# Start of SELECTED PASSAGE
You can use the aliyun-log-flume plug-in to connect Flume to LogHub of Log Service to write and consume log data.

After connecting Flume to LogHub, you can connect Log Service to other data systems, such as Hadoop Distributed File System (HDFS) and Kafka, through Flume. Currently, Flume supports plug-ins for data systems such as HDFS, Kafka, Hive, HBase, and Elasticsearch. You can also find plug-ins for connecting Flume to common data sources in the Flume community. The aliyun-log-flume plug-in provides the LogHub sink and source plug-ins for connecting LogHub and Flume as follows:
  • Sink: uses Flume to read data from other data sources and then write data to LogHub.
  • Source: uses Flume to consume LogHub data and then write data to other systems.

LogHub sink

You can use the LogHub sink to transmit data from other data sources to LogHub through Flume. Currently, the following parsing formats are supported:
  • SIMPLE: writes a Flume event to LogHub as a field.
  • DELIMITED: separates Flume events with a delimiter, parses an event into fields based on the configured column names, and then writes them to LogHub.
The following table lists the parameters that can be configured.
Parameter Description Required
type Set this parameter to com.aliyun.loghub.flume.sink.LoghubSink. Yes
endpoint The service endpoint of Log Service. Yes
project The name of the project. Yes
logstore The name of the Logstore. Yes
accessKeyId The AccessKey ID. Yes
accessKey The AccessKey Secret. Yes
batchSize The number of data entries to be written to LogHub each time. Default value: 1000. No
maxBufferSize The size of the cache queue. Default value: 1000. No
serializer The event serialization format. Valid values: DELIMITED, SIMPLE, and custom serializer. If you specify a custom serializer, enter the complete class name. Default value: SIMPLE. No
columns The configured column names. You must specify this parameter if you set the serializer parameter to DELIMITED. Separate multiple columns with a comma (,) and ensure that the columns are sorted in the same order as those in actual data. No
separatorChar The delimiter, which is a single character. You can specify this parameter if you set the serializer parameter to DELIMITED. Default value: comma (,). No
quoteChar The quote character. You can specify this parameter if you set the serializer parameter to DELIMITED. Default value: double quotation mark ("). No
escapeChar The escape character. You can specify this parameter if you set the serializer parameter to DELIMITED. Default value: double quotation mark ("). No
useRecordTime Specifies whether to use the value of the timestamp field as the log time. A value of false indicates that the current time is used. Default value: false. No

LogHub source

You can use the LogHub source to transmit data from LogHub to other data systems through Flume. Currently, the following output formats are supported:
  • DELIMITED: writes data to Flume as delimiter logs.
  • JSON: writes data to Flume as JSON logs.
The following table lists the parameters that can be configured.
# End of SELECTED PASSAGE
# Start of ROWS
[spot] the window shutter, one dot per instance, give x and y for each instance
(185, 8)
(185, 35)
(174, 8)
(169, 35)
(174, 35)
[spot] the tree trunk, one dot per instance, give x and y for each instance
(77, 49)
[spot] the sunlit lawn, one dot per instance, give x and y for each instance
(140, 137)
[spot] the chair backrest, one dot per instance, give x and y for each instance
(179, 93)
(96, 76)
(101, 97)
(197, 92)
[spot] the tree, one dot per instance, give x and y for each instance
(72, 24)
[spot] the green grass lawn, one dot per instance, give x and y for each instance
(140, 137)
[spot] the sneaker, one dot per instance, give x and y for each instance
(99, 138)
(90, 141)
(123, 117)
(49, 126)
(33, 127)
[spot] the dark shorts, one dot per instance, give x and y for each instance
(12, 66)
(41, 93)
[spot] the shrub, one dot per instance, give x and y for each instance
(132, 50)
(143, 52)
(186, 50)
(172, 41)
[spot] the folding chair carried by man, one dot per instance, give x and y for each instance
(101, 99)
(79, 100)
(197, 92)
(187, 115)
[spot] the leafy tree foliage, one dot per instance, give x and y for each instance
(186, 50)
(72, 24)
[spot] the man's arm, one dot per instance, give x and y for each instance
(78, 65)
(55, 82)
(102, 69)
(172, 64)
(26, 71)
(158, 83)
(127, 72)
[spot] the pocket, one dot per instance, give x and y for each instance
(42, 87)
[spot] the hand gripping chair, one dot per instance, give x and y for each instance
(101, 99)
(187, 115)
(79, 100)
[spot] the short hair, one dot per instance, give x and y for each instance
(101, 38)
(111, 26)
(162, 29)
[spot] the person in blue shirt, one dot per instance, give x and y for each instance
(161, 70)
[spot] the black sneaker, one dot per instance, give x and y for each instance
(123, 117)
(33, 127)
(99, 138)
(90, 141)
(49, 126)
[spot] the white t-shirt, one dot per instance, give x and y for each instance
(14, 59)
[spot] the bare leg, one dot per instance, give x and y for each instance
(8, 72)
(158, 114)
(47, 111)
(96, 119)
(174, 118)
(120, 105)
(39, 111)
# End of ROWS
## TASK GOAL:
Revise the part of the Flume and LogHub text that opens with "You can use the LogHub source" and closes with "as JSON logs.", writing it out again with "export formats" in place of "output formats".

## EXPECTED ANSWER:
You can use the LogHub source to transmit data from LogHub to other data systems through Flume. Currently, the following export formats are supported:
  • DELIMITED: writes data to Flume as delimiter logs.
  • JSON: writes data to Flume as JSON logs.